• PROVIDED PASSAGE
** START **

The Bookshop by Penelope Fitzgerald

I’ve occasionally fantasized about opening a bookshop. Would it not be paradise to spend the working day surrounded by books in their colourful jackets smelling of fresh ink with maybe a little dust thrown in for character? To complete this ideal situation, the clientele should be made up of like-minded, book loving people and off to one corner there would be a little café where patrons could read the first chapter of their purchase, being too impatient to wait until they got home before plunging into their new acquisition. In this novel the principal character, Florence Green, is trying to fulfill such a dream, minus the coffee shop, as a way of both earning her living and of healing from the grief experienced with the death of her husband.  

The author has set this story in the small fictional town of Hardborough, England. It is rural, picturesque and situated next to a marsh and at a short distance there is the sea.   Florence is determined to obtain a property called the Old House as the venue for her bookshop. It is the late 1950’s and there is an atmosphere of post war dreariness in the town. However, for those in Hardborough who care to look with their sensibilities, there is beauty in the variations of light and colour reflected in the surrounding wetlands. There is humour and hope in the town’s quirky inhabitants who demonstrate proportionate amounts of good will and self interest in their daily lives. 

The novel opens with Florence meeting the local bank manager who is candidly sceptical of the feasibility of her plan. Reluctantly he grants Florence the mortgage she is seeking doubting there will be much local demand for books. The story goes on to detail Florence’s struggle to clean up the ancient stone premises she has chosen for her book shop and the obstacles created by her neighbours either through indifference or a certain amount of jealousy when the bookshop starts to shine and pull attention away from other enterprises in the town.

** END **

• STATED EXERCISE 1
Pick out every line of the listing that contains the string "rear", matching case exactly.

Pointing and labeling entries:

** START **

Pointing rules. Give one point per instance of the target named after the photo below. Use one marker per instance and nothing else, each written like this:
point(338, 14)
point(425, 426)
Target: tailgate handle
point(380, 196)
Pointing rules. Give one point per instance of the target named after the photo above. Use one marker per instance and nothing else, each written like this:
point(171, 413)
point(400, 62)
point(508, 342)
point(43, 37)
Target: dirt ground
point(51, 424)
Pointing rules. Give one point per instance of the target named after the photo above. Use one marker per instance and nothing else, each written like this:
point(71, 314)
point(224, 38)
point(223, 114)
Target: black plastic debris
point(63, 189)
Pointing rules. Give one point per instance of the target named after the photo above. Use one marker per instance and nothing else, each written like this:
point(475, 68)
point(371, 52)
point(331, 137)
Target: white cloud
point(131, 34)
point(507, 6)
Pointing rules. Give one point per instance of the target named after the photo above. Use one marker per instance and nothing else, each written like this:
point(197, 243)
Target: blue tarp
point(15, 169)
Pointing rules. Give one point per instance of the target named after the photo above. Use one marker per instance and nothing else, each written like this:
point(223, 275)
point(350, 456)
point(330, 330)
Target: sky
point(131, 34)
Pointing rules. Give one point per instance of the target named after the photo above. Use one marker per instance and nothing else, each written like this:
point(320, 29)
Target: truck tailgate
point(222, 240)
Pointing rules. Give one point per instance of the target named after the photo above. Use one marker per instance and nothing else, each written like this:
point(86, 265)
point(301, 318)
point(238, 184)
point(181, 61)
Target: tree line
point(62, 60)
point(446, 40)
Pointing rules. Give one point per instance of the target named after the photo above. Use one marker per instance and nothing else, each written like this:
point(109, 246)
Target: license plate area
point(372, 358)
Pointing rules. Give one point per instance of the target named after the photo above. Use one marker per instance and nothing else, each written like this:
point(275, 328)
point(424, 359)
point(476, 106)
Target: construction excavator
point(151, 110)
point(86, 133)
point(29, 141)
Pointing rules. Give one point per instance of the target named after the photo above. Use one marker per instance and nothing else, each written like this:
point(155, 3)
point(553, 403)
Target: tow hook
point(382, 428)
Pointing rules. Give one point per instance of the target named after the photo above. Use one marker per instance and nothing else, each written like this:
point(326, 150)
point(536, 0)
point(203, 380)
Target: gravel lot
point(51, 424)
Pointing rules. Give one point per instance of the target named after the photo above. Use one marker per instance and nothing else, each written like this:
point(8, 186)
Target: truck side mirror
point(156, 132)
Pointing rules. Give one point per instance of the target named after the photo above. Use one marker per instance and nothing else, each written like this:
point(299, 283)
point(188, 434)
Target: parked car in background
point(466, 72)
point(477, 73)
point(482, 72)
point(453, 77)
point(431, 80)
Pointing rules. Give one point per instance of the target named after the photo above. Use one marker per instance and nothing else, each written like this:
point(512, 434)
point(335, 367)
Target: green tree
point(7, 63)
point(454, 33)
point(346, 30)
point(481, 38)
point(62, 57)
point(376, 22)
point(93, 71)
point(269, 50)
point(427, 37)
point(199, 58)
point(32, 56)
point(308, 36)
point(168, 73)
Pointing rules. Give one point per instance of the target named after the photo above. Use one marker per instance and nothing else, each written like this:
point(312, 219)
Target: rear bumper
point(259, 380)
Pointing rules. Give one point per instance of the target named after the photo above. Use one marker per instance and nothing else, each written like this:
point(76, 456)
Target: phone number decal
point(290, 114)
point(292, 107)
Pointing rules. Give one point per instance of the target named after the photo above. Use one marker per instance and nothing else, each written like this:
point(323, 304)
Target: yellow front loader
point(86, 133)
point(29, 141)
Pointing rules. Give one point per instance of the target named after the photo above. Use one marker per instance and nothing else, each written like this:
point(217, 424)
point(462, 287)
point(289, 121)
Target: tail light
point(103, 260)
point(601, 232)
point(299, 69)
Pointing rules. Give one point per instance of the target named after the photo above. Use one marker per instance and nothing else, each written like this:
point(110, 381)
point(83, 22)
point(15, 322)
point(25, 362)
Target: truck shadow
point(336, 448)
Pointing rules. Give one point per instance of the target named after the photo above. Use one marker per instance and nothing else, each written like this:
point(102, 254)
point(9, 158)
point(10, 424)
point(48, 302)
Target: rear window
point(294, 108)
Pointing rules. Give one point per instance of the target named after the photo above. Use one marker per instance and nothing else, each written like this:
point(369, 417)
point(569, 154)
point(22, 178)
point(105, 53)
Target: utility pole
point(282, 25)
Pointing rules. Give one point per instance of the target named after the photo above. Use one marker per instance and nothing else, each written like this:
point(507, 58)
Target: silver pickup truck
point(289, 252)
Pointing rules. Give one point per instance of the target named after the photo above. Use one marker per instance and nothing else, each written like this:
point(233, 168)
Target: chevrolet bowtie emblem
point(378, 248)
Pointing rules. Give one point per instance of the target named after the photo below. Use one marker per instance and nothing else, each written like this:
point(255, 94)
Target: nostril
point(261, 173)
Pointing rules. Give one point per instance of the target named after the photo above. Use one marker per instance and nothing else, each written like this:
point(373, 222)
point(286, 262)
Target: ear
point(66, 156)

** END **

• STATED EXERCISE 2
Answer these questions from the review of The Bookshop:
(a) In what fictional town is the story set?
(b) What property is Florence determined to obtain for her bookshop?
(c) Whom does Florence meet when the novel opens?

• SOLUTION 1
Target: rear bumper
Target: rear window

• SOLUTION 2
(a) Hardborough, England
(b) The Old House
(c) The local bank manager